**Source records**
start

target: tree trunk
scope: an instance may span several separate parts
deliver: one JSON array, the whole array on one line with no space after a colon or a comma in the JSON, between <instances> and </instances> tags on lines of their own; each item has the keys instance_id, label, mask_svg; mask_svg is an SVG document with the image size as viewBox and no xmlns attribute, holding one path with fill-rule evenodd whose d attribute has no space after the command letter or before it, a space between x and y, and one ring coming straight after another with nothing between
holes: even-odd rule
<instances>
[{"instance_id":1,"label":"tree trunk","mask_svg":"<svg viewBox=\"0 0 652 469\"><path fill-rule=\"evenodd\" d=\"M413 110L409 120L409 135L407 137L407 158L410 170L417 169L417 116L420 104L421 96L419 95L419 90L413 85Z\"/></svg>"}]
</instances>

end

**TASK DIRECTIONS**
Update the data above by replacing "several separate parts" with "multiple disjoint parts", leaving every other character as it is.

**EXERCISE RESPONSE**
target: tree trunk
scope: an instance may span multiple disjoint parts
deliver: one JSON array, the whole array on one line with no space after a colon or a comma in the JSON, between <instances> and </instances> tags on lines of their own; each item has the keys instance_id, label, mask_svg; mask_svg is an SVG document with the image size as viewBox and no xmlns attribute, holding one path with fill-rule evenodd whose d attribute has no space after the command letter or before it, a space between x and y, and one ring coming straight after another with nothing between
holes: even-odd rule
<instances>
[{"instance_id":1,"label":"tree trunk","mask_svg":"<svg viewBox=\"0 0 652 469\"><path fill-rule=\"evenodd\" d=\"M413 110L409 120L409 135L407 137L407 158L410 170L417 169L417 116L420 104L421 96L419 95L419 90L413 85Z\"/></svg>"}]
</instances>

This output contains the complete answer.